Problem -
Each record should reappear exactly in your answer, minus any picture.

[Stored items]

· · · ·

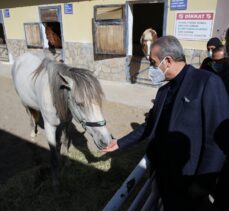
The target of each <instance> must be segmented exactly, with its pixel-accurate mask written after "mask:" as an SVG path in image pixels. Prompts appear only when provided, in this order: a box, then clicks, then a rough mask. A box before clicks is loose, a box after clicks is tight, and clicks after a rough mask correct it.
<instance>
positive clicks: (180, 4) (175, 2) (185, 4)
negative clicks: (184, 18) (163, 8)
mask: <svg viewBox="0 0 229 211" xmlns="http://www.w3.org/2000/svg"><path fill="white" fill-rule="evenodd" d="M187 1H188V0H171V1H170V10H186V9H187Z"/></svg>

· · · ·

Result of the exercise -
The target of each <instance> must be segmented exactly, with its pixel-accurate mask written after "mask:" as an SVG path in image pixels. Prompts appear only when provided, in this order: a box, then clicks, then a rough mask. A box before clicks is loose, a box after clicks is tight, and clicks after a rough mask correct it.
<instance>
positive clicks: (180, 4) (175, 2) (185, 4)
negative clicks: (184, 18) (163, 8)
mask: <svg viewBox="0 0 229 211" xmlns="http://www.w3.org/2000/svg"><path fill="white" fill-rule="evenodd" d="M187 1H188V0H171V1H170V10H186V9H187Z"/></svg>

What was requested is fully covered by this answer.